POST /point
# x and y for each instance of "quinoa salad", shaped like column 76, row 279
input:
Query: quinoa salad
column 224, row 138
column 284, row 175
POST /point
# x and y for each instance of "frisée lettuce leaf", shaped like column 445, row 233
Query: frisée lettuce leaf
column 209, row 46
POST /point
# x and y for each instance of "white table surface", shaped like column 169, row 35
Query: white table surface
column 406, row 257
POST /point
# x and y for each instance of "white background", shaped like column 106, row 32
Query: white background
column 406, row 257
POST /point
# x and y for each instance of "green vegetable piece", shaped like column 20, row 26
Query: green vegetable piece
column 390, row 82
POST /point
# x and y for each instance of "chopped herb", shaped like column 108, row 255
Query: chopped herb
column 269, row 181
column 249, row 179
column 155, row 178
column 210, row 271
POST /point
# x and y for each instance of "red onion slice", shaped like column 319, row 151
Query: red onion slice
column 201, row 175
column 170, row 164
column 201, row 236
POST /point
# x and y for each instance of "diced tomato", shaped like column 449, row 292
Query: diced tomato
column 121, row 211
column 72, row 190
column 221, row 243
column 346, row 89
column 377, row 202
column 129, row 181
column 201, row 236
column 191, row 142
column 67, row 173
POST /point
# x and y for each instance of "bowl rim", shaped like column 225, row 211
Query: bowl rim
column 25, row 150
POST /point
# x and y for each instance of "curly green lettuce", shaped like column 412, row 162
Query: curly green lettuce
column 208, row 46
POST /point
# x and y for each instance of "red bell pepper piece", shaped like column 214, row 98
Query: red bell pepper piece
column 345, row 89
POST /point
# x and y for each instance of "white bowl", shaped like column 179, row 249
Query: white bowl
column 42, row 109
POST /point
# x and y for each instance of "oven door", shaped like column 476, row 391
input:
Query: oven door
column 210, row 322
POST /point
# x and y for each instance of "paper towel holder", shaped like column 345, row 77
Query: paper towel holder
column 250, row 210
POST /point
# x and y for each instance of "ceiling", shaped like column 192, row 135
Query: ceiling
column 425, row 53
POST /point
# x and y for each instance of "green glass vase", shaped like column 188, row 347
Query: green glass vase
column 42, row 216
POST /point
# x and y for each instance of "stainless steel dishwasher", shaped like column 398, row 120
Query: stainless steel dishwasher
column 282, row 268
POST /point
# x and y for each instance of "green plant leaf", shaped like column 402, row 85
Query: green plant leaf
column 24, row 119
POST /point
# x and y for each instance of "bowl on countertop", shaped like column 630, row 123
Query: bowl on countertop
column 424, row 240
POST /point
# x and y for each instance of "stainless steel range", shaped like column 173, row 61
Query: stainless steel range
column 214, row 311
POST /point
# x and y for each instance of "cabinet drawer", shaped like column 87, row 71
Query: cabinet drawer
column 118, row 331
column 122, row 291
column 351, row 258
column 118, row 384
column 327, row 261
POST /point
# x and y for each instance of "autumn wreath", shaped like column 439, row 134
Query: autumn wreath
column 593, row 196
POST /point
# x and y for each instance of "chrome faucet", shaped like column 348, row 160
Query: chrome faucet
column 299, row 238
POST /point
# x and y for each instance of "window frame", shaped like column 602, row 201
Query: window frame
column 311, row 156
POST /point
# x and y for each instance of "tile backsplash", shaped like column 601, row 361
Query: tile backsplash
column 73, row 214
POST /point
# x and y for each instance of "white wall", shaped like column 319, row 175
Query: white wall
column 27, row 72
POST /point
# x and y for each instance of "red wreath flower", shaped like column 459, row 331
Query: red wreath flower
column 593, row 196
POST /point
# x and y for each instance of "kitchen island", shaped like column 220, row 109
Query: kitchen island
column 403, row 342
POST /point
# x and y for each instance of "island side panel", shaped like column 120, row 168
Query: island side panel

────────

# AIM OF THE TASK:
Everything from the first line of the records through the line containing "169, row 35" is to be set down exactly, while later lines are left out.

# RESULT OF THIS EXERCISE:
POST /point
# x and y for each instance of "quinoa salad", shaped like column 76, row 279
input:
Query: quinoa salad
column 224, row 138
column 284, row 175
POST /point
# x and y for each instance of "frisée lettuce leaf", shaped like column 445, row 233
Query: frisée lettuce leaf
column 209, row 46
POST /point
# x and y for each instance of "white table surface", shaped like column 169, row 35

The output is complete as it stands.